### YOUR OBJECTIVE:
Reproduce the stretch from the start of the lines through the line containing "[0,0,255,221]", substituting "black jacket" for "dark jacket" and leaving everything else unchanged.

>>>>

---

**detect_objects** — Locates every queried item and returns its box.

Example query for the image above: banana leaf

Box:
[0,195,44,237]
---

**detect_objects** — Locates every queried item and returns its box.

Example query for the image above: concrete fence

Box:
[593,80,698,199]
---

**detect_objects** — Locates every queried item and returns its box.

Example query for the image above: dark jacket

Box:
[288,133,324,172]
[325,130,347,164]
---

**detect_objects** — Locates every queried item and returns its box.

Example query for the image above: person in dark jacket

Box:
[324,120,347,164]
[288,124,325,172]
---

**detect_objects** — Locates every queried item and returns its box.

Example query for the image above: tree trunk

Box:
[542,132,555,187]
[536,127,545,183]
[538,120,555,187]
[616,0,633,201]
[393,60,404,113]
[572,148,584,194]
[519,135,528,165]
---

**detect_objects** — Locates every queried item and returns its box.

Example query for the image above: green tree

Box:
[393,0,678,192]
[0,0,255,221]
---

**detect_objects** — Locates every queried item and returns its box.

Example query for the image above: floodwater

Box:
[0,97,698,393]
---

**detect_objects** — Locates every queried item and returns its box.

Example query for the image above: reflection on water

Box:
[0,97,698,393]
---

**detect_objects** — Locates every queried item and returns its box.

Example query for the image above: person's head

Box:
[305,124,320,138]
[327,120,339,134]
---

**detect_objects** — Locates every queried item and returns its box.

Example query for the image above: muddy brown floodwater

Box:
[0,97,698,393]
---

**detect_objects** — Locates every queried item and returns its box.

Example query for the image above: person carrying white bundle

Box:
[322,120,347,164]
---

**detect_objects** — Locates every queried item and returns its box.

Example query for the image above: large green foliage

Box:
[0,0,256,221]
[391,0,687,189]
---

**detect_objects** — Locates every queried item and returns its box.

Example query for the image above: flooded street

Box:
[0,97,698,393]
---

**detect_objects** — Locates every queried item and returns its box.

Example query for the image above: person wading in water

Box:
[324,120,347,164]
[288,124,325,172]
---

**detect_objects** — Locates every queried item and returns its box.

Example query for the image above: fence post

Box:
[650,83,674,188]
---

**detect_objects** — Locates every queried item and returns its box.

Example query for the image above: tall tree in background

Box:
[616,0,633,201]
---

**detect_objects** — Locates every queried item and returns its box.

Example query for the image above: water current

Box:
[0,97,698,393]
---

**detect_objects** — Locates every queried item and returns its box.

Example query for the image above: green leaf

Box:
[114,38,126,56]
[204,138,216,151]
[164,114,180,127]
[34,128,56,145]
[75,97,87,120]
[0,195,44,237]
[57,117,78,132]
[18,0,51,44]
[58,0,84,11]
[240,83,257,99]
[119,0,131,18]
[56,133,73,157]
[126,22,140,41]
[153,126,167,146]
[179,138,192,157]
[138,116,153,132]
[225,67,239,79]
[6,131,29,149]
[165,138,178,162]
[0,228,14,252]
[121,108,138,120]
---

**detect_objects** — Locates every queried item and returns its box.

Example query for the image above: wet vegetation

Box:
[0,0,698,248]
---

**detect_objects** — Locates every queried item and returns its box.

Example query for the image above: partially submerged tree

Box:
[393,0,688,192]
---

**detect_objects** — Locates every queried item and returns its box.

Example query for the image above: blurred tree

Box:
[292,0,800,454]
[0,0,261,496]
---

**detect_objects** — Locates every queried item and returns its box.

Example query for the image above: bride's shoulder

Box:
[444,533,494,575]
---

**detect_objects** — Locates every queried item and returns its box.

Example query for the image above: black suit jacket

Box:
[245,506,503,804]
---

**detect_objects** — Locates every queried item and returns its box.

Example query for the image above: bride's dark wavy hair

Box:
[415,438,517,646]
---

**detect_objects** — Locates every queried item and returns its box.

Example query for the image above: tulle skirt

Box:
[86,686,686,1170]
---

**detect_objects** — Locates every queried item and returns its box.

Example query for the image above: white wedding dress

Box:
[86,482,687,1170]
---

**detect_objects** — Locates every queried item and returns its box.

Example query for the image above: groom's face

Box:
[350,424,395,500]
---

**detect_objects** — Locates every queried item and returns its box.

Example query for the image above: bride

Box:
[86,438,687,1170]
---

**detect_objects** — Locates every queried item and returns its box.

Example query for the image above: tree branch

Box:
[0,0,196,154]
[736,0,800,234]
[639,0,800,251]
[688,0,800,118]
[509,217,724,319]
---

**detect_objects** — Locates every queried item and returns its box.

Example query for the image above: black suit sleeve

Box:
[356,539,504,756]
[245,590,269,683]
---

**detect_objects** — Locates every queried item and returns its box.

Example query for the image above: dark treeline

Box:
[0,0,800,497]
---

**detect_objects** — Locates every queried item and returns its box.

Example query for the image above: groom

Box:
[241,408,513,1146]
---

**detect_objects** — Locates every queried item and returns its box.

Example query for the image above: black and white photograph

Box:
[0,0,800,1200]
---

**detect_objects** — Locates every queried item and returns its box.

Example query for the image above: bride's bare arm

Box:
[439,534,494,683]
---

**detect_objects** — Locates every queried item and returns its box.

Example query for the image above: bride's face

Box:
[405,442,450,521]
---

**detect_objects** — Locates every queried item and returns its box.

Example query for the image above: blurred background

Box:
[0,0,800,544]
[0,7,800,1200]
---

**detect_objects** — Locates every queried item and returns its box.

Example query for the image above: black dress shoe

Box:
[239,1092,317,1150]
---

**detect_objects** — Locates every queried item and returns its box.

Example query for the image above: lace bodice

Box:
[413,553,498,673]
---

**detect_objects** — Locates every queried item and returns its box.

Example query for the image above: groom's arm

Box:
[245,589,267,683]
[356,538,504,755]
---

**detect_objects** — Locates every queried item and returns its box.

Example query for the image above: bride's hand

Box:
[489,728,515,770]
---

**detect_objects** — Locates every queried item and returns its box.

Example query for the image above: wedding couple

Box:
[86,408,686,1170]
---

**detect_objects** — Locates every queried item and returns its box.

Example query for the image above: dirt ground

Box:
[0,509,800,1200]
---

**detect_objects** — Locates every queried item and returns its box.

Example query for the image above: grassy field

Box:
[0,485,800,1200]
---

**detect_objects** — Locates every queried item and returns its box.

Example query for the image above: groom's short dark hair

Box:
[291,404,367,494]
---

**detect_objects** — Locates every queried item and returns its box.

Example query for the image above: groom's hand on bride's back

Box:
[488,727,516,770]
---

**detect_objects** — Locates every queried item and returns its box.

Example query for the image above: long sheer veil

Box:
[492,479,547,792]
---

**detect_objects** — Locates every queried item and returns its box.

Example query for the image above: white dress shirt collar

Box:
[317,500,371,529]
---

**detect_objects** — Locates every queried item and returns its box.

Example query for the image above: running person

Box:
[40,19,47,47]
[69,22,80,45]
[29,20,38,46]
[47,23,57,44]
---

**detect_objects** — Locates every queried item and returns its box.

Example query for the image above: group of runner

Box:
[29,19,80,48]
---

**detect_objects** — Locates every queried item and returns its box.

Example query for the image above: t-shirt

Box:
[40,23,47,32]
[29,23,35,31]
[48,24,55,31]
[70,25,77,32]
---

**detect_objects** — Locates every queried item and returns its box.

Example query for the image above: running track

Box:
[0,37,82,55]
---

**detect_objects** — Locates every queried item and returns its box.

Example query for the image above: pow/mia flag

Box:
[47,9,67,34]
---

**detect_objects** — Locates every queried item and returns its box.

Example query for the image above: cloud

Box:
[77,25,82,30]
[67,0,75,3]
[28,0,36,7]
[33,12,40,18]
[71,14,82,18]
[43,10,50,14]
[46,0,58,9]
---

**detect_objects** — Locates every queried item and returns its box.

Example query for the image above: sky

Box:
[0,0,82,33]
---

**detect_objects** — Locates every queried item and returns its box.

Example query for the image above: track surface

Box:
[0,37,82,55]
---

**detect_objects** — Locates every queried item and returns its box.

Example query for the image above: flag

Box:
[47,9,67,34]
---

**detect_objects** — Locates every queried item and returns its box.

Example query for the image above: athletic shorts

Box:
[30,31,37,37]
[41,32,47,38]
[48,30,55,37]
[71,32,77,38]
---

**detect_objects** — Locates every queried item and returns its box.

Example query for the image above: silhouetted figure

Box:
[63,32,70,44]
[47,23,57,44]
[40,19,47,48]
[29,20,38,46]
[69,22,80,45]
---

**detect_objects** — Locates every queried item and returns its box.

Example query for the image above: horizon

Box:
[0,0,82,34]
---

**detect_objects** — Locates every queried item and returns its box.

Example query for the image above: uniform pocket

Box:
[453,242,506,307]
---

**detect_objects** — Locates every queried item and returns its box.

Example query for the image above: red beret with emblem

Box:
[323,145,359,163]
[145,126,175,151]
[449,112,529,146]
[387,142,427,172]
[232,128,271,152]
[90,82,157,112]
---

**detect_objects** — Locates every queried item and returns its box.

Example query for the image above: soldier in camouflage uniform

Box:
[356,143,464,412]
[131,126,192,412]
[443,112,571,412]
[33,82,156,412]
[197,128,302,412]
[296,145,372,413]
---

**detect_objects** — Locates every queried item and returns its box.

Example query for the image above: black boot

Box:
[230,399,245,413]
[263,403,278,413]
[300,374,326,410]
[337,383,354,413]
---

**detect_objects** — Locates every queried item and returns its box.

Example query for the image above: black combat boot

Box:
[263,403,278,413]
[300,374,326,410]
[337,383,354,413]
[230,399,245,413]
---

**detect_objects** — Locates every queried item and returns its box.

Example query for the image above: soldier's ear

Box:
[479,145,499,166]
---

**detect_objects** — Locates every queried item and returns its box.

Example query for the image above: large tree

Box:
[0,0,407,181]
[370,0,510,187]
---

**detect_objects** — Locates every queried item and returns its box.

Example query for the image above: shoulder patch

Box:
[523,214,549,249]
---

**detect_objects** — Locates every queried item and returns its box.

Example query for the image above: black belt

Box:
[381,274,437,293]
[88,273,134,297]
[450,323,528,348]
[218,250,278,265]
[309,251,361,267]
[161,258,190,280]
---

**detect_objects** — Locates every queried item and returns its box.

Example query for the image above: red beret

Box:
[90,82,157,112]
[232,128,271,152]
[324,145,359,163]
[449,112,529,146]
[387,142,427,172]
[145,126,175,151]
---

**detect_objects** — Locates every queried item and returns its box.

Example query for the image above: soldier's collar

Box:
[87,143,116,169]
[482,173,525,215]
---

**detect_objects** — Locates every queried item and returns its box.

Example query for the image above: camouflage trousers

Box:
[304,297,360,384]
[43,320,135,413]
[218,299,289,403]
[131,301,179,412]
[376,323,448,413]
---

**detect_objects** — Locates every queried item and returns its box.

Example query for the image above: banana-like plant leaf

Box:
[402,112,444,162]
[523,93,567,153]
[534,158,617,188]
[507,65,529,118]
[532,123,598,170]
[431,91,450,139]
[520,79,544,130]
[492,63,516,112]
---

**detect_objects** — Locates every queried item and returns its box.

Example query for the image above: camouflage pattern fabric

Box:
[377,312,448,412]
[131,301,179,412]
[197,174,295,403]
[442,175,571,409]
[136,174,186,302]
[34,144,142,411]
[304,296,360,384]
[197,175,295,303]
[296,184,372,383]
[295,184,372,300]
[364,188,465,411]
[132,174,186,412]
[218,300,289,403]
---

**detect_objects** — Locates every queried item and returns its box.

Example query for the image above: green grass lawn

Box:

<<<<

### RESPONSE:
---

**detect_objects** — Locates every queried item and returns its box.

Example query for the image above: banana leaf

Box:
[0,195,44,237]
---

**detect_objects** — Locates every queried item and returns its box.

Example query for the image above: concrete fence

Box:
[593,80,698,199]
---

**detect_objects** — Locates every queried item and returns its box.

Example query for the image above: black jacket

Box:
[288,133,324,172]
[325,130,347,164]
---

**detect_objects** — Locates every queried item and returns its box.

Example query for the image above: person in black jacket

Box:
[324,120,347,164]
[288,124,325,172]
---

**detect_objects** — Locates every queried item and returns its box.

Example query for the image above: tree trunk

Box:
[542,132,555,187]
[536,127,545,183]
[538,120,555,187]
[616,0,633,201]
[393,60,404,113]
[572,148,584,194]
[519,135,528,165]
---

**detect_objects** — Locates every queried item and returns its box.

Example query for the image above: green tree

Box:
[393,0,678,192]
[0,0,255,221]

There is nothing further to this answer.